■ **WORK INSTRUCTIONS**: Take the line that contains "Please trace the outline of every instance of the pasture." as the first and the last line of the material as the final one; set down exactly the lines in that span.

■ **INFORMATION GIVEN**:
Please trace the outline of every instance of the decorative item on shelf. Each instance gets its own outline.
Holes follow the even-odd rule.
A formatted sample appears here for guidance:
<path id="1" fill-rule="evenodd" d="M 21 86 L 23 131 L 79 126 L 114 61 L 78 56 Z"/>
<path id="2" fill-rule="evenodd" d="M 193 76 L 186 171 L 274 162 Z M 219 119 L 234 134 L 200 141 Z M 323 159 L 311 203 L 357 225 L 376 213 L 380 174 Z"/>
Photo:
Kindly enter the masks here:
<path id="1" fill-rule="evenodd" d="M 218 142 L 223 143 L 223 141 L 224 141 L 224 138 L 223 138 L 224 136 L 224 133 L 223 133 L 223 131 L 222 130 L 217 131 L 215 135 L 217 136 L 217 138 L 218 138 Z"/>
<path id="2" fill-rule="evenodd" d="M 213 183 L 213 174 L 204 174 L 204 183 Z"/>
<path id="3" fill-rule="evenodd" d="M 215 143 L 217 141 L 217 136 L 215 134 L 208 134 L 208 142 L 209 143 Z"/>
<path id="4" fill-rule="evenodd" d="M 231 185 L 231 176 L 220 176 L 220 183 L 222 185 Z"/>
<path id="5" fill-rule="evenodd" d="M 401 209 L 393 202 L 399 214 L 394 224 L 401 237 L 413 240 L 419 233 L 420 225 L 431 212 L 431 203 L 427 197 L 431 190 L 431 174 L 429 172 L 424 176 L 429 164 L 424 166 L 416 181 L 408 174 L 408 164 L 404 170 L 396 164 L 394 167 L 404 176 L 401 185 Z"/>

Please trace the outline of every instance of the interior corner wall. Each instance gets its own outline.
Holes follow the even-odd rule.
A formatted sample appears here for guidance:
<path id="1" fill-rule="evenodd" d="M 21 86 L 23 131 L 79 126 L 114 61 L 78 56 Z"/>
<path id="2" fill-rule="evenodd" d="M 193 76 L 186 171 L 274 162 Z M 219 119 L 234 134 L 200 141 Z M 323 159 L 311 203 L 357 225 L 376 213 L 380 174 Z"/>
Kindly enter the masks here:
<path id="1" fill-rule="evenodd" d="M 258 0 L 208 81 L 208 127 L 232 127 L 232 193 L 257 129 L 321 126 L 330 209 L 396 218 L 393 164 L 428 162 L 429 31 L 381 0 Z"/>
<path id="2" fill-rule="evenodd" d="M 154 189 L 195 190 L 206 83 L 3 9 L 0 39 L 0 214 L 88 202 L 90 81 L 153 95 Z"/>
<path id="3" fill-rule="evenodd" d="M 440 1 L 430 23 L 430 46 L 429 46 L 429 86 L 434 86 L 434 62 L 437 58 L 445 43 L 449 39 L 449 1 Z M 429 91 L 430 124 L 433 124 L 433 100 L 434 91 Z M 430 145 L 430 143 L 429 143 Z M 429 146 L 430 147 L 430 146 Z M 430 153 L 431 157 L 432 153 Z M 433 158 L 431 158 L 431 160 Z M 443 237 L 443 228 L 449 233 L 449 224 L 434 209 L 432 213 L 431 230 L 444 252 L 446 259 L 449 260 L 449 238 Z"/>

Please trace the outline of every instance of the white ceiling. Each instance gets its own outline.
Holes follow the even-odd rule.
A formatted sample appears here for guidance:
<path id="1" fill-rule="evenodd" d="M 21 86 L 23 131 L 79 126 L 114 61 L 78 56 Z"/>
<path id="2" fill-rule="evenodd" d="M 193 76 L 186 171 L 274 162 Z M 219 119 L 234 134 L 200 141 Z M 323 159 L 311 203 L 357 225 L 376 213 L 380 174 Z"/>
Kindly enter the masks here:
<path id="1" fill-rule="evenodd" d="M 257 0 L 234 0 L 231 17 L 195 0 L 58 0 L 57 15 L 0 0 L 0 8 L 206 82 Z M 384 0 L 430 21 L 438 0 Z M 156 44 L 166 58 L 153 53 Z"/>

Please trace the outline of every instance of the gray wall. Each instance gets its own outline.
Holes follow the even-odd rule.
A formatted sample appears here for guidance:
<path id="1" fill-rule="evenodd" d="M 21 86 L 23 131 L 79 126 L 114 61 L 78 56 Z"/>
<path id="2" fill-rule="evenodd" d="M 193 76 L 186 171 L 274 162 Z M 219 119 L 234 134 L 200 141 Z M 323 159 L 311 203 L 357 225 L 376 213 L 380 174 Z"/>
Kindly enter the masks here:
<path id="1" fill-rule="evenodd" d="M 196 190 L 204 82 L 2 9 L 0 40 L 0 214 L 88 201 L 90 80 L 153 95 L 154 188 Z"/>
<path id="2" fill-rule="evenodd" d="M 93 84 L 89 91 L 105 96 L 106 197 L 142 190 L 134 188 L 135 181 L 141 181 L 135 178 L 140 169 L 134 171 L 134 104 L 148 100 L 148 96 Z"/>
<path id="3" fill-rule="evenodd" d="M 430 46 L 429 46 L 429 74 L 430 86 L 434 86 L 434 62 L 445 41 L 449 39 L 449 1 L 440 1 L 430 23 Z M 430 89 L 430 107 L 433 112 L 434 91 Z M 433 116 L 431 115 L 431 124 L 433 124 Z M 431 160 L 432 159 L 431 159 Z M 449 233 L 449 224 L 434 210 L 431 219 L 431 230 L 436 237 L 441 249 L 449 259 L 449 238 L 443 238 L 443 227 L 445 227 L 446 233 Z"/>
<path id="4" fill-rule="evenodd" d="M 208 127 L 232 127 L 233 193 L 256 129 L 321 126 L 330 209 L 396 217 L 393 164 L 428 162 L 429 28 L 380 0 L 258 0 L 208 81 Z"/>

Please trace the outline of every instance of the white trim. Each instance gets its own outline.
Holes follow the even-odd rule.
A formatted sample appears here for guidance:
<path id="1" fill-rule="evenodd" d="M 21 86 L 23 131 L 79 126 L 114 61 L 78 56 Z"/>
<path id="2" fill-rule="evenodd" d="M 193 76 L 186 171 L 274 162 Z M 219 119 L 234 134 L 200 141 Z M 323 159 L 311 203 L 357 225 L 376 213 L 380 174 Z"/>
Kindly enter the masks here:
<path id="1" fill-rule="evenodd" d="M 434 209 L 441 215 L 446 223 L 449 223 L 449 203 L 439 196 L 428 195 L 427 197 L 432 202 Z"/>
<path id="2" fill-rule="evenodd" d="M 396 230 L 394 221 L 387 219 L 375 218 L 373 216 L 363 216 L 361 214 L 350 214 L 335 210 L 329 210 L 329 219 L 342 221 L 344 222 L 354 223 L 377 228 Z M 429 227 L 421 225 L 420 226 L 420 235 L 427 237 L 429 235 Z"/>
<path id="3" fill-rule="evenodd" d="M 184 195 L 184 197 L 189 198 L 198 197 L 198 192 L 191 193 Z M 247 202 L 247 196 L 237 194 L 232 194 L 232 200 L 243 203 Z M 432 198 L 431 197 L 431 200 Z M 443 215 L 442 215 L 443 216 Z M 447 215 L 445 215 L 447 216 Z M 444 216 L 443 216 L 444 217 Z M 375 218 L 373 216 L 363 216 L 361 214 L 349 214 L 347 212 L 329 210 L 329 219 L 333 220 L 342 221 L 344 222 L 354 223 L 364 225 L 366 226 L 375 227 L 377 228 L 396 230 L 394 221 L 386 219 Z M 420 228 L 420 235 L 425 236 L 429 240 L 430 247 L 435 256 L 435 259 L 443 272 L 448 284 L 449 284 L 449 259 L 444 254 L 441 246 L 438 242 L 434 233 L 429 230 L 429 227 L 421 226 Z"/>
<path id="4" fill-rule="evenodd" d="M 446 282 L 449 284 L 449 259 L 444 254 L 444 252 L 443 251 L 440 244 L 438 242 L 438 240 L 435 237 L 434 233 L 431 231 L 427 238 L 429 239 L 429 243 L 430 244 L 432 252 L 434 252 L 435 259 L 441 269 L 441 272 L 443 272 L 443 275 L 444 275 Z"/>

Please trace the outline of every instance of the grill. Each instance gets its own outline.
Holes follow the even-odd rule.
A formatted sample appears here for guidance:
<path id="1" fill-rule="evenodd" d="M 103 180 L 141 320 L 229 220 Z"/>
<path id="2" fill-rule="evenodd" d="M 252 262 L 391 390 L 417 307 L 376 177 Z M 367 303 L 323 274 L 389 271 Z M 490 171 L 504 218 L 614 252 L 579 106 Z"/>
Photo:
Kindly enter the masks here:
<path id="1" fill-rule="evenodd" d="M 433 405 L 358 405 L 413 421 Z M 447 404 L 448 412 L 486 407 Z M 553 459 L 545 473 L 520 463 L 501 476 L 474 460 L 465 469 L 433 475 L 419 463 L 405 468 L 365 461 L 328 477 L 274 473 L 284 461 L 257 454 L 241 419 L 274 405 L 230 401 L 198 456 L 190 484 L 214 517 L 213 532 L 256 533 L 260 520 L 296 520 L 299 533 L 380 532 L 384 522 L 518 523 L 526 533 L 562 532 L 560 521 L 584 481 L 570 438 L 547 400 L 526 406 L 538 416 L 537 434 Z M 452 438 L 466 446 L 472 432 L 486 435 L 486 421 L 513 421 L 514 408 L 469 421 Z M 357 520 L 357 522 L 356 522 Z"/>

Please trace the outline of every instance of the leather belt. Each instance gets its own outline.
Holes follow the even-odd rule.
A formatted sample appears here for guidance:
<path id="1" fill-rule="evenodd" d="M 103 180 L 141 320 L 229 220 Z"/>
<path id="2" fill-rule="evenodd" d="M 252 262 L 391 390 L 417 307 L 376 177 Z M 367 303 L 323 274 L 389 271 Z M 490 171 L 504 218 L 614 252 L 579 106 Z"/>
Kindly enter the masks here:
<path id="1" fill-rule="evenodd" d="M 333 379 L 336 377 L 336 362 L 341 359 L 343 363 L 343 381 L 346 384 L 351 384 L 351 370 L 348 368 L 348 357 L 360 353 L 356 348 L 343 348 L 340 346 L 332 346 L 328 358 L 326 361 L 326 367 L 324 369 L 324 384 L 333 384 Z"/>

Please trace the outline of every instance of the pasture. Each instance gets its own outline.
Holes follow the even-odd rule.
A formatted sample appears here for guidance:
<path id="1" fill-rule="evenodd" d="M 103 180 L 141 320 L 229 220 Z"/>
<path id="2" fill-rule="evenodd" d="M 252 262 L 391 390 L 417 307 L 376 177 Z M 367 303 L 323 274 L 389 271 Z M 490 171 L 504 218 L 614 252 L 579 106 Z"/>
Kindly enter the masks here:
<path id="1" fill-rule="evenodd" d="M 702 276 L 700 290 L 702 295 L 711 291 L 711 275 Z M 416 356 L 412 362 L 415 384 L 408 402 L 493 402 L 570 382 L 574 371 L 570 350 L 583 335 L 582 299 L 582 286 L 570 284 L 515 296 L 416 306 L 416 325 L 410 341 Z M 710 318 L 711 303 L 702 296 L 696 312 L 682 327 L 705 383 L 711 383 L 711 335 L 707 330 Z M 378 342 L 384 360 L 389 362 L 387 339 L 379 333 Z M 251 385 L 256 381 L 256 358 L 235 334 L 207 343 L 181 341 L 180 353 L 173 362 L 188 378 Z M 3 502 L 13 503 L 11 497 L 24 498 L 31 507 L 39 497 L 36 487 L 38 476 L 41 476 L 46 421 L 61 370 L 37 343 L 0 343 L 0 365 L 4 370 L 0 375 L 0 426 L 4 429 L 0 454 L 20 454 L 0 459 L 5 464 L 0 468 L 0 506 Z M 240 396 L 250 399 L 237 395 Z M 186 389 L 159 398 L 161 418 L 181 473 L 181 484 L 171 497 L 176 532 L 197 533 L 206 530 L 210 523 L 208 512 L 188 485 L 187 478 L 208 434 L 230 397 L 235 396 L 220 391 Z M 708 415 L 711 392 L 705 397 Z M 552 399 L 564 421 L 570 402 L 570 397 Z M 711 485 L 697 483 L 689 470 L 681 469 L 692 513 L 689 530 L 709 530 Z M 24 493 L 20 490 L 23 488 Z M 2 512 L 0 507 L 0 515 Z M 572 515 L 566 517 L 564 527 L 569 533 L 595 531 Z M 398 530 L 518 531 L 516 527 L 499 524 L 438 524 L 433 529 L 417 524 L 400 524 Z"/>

■ **REPLY**:
Please trace the outline of every instance of the pasture. Each instance gets its own outline.
Holes follow the even-odd rule.
A formatted sample appears here for guidance:
<path id="1" fill-rule="evenodd" d="M 103 180 L 141 320 L 229 220 Z"/>
<path id="2" fill-rule="evenodd" d="M 252 262 L 391 390 L 417 307 L 376 177 Z M 367 303 L 323 274 L 389 271 Z M 490 171 L 504 218 L 614 252 L 579 106 Z"/>
Kindly enter the masks here:
<path id="1" fill-rule="evenodd" d="M 702 276 L 700 290 L 702 295 L 711 291 L 711 275 Z M 416 356 L 412 362 L 415 384 L 408 402 L 493 402 L 570 382 L 574 371 L 570 350 L 583 335 L 582 299 L 582 286 L 570 284 L 515 296 L 416 306 L 416 325 L 410 341 Z M 710 318 L 711 303 L 702 296 L 696 312 L 682 327 L 705 383 L 711 383 L 711 335 L 707 330 Z M 378 342 L 384 360 L 389 362 L 387 339 L 379 333 Z M 251 385 L 256 381 L 256 358 L 235 334 L 207 343 L 181 341 L 180 353 L 173 362 L 188 378 Z M 3 502 L 13 503 L 11 497 L 24 498 L 31 507 L 39 497 L 36 487 L 38 476 L 41 476 L 46 421 L 61 370 L 37 343 L 0 343 L 0 365 L 4 370 L 0 375 L 0 426 L 4 429 L 0 454 L 20 454 L 0 459 L 5 464 L 0 468 L 0 506 Z M 240 396 L 250 399 L 237 395 Z M 186 389 L 159 398 L 161 418 L 181 473 L 181 484 L 171 497 L 176 532 L 197 533 L 206 530 L 210 523 L 208 512 L 188 485 L 187 478 L 208 434 L 230 397 L 235 396 L 220 391 Z M 708 415 L 711 392 L 705 397 Z M 552 399 L 564 421 L 570 402 L 570 397 Z M 711 485 L 697 483 L 689 470 L 681 469 L 692 513 L 689 530 L 709 530 Z M 24 493 L 20 490 L 23 488 Z M 2 512 L 0 507 L 0 515 Z M 572 515 L 566 517 L 564 527 L 569 533 L 595 531 Z M 398 530 L 518 531 L 516 527 L 499 524 L 438 524 L 433 529 L 417 524 L 400 524 Z"/>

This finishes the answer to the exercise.